Skip all lines in the entries below that come before the one containing "Confirm that each instance of the white t-shirt". Repeat that line and the rest exactly.

┄┄┄┄┄┄┄┄┄┄┄┄┄┄┄┄┄┄┄┄

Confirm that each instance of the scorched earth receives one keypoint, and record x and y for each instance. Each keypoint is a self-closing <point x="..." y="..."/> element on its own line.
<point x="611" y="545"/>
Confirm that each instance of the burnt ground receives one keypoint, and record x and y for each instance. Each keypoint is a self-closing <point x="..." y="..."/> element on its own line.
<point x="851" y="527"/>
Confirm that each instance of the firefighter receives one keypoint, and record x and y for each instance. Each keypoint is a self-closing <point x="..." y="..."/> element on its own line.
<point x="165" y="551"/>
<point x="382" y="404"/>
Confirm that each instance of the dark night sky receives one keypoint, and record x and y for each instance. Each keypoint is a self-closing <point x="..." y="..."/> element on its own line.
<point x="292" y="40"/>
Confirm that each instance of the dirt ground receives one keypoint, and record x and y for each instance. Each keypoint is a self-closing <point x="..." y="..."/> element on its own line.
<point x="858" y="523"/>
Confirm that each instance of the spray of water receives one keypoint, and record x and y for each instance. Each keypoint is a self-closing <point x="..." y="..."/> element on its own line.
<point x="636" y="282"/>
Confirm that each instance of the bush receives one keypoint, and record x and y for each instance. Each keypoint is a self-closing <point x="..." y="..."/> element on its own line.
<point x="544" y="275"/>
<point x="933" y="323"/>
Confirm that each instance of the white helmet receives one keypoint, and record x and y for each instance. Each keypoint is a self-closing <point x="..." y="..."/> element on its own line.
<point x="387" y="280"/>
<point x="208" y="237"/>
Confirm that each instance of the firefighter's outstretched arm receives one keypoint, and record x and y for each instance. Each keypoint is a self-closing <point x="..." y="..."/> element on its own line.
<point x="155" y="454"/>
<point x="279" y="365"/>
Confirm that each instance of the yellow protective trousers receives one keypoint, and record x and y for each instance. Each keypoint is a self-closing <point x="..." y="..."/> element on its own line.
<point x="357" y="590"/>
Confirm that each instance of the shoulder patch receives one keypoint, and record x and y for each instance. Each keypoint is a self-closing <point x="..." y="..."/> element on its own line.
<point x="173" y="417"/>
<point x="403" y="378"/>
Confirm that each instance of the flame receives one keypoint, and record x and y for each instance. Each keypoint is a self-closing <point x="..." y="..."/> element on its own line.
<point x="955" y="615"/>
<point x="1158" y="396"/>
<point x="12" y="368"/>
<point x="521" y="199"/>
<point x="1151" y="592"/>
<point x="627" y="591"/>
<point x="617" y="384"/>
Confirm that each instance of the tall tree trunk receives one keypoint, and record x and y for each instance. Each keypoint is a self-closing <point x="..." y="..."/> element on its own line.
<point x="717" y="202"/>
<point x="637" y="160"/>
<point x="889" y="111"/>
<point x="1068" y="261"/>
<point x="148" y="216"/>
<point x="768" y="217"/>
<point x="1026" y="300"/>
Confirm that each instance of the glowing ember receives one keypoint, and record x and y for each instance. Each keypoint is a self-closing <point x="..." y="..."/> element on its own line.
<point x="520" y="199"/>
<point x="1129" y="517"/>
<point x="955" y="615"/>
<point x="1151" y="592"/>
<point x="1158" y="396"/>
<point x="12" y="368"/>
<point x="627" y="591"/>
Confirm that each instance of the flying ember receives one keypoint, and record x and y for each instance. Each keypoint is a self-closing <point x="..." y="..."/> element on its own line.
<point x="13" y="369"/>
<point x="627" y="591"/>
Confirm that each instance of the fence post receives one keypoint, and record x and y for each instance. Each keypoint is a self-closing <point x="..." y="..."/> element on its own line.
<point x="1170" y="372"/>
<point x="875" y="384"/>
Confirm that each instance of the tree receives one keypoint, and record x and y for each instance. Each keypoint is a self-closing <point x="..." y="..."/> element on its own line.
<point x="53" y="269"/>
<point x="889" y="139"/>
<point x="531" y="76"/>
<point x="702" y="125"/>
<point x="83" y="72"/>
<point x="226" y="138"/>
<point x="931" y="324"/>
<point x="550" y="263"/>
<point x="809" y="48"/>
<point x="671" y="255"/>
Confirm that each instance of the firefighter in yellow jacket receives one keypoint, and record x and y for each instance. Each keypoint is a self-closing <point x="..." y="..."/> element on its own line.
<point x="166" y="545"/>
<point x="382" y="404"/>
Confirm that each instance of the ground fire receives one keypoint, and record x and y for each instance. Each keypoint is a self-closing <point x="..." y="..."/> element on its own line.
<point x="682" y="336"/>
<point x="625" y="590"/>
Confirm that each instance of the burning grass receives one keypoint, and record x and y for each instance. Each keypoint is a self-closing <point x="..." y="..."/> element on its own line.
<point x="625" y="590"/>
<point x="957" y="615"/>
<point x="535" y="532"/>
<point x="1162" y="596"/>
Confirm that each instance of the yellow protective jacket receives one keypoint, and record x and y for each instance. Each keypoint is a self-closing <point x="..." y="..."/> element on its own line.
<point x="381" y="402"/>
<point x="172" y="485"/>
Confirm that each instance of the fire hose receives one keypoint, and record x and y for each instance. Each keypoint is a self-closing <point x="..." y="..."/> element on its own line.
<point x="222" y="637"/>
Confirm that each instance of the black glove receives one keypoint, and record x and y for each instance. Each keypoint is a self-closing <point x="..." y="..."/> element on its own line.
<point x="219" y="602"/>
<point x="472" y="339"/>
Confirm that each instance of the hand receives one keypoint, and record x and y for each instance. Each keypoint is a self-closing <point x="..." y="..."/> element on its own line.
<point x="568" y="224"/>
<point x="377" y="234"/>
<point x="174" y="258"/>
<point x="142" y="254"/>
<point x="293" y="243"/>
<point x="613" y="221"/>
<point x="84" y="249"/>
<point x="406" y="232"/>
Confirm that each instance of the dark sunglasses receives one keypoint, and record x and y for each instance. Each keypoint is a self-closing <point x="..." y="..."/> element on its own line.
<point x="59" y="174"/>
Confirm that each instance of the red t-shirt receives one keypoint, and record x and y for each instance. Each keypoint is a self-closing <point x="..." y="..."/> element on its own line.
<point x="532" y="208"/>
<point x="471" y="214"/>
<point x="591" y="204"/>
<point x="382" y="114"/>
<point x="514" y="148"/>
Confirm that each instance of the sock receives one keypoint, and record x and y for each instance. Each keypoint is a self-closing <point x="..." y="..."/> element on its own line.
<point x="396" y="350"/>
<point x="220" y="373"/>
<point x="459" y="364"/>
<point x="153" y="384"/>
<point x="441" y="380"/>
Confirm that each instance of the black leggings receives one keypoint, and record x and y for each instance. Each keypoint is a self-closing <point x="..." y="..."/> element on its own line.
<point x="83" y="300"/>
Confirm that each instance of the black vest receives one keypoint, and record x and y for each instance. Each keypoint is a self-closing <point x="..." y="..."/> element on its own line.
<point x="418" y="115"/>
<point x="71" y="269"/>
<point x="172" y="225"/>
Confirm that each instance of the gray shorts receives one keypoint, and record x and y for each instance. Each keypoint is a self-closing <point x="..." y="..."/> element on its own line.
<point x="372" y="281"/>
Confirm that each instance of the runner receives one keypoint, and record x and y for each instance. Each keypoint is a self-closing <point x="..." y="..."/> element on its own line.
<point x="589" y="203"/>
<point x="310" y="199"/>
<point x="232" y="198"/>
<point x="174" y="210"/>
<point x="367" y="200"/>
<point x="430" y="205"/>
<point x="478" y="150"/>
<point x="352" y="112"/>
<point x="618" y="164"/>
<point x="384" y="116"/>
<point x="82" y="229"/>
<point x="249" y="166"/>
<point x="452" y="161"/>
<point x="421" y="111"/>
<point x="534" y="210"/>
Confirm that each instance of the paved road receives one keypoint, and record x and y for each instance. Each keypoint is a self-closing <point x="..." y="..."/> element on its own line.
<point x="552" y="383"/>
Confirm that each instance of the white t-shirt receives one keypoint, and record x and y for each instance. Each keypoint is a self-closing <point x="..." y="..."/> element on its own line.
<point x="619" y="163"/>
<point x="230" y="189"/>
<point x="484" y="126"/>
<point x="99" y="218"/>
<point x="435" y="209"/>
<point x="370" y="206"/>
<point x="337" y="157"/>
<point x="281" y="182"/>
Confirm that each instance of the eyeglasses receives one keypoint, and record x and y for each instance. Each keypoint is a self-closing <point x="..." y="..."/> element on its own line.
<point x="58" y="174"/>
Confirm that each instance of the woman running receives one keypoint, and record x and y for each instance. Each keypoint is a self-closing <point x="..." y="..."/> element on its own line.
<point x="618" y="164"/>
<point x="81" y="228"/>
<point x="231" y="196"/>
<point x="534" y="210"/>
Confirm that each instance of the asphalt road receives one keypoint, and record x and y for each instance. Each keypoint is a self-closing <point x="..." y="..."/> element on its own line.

┄┄┄┄┄┄┄┄┄┄┄┄┄┄┄┄┄┄┄┄

*OUTPUT FOR THIS EXERCISE*
Confirm that each instance of the white t-shirt receives one keypoint, and record x and y for each instance. Each keypoint is a self-closing <point x="..." y="..."/> element on its own line.
<point x="619" y="163"/>
<point x="230" y="189"/>
<point x="484" y="126"/>
<point x="99" y="218"/>
<point x="435" y="209"/>
<point x="370" y="206"/>
<point x="337" y="157"/>
<point x="281" y="182"/>
Confirm that each instance of the eyeglasses receives one keypoint, and record x and y for each instance. Each keypoint is a self-closing <point x="..." y="..."/> element on its own line.
<point x="58" y="174"/>
Confirm that each instance of the woman running receives one keypoint, and record x and y for each instance. Each keypoint is a self-closing <point x="..." y="..."/> element on its own line.
<point x="618" y="164"/>
<point x="81" y="228"/>
<point x="231" y="196"/>
<point x="534" y="210"/>
Confirm that each instance of the asphalt road receives one keypoint, and record x and y for each instance. Each keypoint is a self-closing <point x="..." y="..."/> element on its own line.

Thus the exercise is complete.